Task details —
Locate each line in the data below that contains the word "separate", treating uppercase and lowercase letters as distinct, and copy every such line.

Material —

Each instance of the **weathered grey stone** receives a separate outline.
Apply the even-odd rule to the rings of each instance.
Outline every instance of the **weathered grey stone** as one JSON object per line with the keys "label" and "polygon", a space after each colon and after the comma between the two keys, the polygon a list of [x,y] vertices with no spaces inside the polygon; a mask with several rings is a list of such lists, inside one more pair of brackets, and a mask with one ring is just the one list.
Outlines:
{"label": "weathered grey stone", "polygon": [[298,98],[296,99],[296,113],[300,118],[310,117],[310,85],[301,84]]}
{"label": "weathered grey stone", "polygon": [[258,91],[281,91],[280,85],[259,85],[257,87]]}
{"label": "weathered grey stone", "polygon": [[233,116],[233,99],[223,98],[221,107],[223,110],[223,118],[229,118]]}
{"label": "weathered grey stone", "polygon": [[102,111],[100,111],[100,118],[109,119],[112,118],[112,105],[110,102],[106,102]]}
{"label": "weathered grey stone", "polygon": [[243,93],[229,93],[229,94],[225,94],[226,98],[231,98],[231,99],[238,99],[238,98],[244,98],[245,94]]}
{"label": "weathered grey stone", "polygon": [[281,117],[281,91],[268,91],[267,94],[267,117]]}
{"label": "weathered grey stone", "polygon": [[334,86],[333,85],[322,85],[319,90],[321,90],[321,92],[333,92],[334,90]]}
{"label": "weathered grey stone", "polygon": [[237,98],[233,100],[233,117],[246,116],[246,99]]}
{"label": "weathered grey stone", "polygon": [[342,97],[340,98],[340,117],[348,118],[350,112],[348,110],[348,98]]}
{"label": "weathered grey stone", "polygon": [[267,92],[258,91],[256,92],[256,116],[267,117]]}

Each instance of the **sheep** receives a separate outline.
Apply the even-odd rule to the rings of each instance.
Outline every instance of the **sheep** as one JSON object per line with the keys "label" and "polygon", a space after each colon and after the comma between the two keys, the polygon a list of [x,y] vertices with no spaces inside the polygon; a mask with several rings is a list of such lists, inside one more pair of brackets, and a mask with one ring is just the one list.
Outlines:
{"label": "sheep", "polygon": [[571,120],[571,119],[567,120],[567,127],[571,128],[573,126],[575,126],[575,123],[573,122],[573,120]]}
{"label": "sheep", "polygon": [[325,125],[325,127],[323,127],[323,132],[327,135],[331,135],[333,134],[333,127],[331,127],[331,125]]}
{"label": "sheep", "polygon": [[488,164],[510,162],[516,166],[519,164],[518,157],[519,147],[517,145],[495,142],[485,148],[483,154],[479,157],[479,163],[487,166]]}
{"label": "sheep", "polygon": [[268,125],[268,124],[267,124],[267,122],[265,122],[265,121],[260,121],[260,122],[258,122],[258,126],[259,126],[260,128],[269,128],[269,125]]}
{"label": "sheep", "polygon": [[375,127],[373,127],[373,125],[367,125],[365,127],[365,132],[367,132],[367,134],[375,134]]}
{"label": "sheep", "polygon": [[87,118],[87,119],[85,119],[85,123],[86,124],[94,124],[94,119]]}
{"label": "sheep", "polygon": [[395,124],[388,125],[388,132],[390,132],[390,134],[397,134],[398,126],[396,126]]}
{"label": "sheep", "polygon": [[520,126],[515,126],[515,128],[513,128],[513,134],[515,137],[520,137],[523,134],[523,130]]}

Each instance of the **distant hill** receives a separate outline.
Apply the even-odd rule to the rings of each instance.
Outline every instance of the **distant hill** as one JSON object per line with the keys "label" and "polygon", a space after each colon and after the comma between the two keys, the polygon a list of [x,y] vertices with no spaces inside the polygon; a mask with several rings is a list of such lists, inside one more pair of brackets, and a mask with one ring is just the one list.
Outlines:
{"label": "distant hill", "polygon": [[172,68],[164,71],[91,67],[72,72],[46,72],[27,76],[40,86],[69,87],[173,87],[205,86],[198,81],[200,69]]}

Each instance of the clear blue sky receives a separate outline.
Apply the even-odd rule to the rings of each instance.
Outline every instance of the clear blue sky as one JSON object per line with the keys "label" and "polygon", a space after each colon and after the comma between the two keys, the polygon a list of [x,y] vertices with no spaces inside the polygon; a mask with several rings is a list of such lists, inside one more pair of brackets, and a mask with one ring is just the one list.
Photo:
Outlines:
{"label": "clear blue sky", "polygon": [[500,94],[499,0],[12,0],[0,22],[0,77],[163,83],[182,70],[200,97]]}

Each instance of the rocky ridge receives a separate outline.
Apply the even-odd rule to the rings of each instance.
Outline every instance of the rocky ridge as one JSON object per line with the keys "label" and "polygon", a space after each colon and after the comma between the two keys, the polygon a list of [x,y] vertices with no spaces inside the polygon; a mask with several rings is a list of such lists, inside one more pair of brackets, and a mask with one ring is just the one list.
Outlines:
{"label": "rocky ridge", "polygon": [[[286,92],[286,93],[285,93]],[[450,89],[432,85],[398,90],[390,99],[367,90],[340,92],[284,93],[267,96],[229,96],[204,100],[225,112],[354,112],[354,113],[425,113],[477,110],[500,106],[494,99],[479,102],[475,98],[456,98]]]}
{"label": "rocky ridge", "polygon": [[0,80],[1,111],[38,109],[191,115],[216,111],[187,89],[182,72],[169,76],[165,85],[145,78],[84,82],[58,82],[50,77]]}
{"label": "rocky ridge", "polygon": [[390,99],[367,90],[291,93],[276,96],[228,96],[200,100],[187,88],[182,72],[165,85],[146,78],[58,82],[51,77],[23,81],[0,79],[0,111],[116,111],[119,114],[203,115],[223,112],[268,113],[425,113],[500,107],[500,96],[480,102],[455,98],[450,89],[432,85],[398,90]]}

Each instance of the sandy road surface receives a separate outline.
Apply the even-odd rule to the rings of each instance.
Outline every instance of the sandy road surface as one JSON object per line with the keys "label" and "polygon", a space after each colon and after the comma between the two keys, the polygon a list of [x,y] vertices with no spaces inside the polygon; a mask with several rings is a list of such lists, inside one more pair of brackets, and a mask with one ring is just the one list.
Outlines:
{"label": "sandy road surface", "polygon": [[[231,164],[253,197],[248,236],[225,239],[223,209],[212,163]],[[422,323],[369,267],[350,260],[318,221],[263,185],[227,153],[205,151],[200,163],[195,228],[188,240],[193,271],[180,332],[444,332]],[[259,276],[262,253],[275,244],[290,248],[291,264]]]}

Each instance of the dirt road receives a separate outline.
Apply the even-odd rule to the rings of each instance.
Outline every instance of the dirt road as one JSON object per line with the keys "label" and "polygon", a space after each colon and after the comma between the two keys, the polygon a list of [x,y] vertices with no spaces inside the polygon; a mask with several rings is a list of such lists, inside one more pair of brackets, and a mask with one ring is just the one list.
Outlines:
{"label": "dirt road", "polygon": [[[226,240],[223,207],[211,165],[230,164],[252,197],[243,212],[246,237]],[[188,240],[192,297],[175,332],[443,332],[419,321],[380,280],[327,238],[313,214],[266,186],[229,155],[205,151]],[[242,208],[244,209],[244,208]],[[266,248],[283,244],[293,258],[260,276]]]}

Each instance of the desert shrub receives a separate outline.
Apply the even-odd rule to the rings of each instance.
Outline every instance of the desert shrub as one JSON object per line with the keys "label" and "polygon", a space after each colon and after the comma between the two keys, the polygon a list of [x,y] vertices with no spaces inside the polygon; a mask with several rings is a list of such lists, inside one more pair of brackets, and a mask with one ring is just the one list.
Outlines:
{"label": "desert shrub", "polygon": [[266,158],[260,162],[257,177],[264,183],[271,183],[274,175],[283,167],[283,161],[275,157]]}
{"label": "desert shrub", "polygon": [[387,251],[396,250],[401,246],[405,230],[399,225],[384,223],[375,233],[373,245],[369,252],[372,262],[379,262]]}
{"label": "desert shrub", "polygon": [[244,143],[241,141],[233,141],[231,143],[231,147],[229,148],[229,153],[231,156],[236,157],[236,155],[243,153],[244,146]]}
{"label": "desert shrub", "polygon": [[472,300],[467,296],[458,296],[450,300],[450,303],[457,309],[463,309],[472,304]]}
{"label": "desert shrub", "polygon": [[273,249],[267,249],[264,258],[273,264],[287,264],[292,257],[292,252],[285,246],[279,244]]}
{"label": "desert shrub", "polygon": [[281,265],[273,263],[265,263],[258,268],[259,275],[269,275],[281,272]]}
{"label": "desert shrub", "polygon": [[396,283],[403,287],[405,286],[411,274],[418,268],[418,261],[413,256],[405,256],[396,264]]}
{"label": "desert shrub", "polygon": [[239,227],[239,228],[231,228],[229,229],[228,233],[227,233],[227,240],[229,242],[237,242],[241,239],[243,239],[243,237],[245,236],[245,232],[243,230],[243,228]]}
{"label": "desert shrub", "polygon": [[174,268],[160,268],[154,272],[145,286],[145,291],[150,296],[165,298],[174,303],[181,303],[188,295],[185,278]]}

Completed task —
Each instance of the **weathered grey stone** receives a separate outline.
Each instance of the **sheep** receives a separate outline.
Each instance of the **distant hill** receives a separate outline.
Each instance of the clear blue sky receives a separate outline.
Each instance of the rocky ridge receives a separate outline.
Each instance of the sandy road surface receives a separate outline.
Each instance of the dirt road receives a separate outline.
Each instance of the desert shrub receives a separate outline.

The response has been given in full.